# What to do:
Rewrite the entries between the line containing "Can you see the river in" and the line containing "pixel 268 50", inclusive, with the requests included and only those lines given. Scale every coordinate in the answers by 0.55 and round to whole numbers, with halves rounding up.

[Coordinate labeling entries]
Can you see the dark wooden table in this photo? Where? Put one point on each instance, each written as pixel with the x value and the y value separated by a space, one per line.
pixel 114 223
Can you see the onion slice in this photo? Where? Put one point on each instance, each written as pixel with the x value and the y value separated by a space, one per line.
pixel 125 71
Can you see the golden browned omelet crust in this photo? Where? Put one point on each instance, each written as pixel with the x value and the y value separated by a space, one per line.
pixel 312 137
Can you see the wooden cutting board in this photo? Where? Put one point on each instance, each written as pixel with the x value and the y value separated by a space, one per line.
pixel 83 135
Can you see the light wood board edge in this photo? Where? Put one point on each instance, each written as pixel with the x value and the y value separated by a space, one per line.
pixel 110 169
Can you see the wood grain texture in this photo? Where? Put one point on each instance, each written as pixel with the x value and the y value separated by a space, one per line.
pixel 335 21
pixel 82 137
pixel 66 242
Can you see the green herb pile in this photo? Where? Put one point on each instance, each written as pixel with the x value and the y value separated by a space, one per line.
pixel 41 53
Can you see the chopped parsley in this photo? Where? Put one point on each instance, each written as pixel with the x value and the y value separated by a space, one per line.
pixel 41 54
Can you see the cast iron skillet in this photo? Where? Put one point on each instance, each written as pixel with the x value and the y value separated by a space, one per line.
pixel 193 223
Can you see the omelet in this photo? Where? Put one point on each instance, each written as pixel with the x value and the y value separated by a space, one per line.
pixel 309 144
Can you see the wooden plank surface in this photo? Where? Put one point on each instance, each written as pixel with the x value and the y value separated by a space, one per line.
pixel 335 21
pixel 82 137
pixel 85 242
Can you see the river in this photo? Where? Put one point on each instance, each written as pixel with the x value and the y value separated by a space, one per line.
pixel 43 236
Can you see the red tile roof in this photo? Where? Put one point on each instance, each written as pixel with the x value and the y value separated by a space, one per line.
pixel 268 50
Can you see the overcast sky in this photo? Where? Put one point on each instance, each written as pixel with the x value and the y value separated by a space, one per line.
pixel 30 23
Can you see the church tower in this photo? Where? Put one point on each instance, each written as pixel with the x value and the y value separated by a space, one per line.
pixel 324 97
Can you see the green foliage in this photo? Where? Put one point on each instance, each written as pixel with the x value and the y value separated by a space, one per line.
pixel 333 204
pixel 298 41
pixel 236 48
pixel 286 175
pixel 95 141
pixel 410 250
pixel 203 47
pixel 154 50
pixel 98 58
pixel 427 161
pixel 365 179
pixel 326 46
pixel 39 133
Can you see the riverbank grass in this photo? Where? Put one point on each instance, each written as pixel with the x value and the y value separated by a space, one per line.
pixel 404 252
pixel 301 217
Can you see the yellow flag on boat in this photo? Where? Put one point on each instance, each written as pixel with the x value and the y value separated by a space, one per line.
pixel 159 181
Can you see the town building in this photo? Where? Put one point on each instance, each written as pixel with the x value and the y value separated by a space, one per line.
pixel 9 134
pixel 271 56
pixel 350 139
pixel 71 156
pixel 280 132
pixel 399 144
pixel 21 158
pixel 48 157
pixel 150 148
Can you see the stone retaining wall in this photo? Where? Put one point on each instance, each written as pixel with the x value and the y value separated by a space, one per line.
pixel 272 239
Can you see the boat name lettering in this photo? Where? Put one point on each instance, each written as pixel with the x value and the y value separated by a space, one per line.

# Output for this exercise:
Can you see the river in this photo? Where? Put one point on each instance, each written as pixel with the x value and the y value separated by a space, one per line.
pixel 24 130
Can you see the red tile roof in this photo? Where? Put one point on each instance, each written as pixel with the x value and the y value separated by a space, one per line.
pixel 147 28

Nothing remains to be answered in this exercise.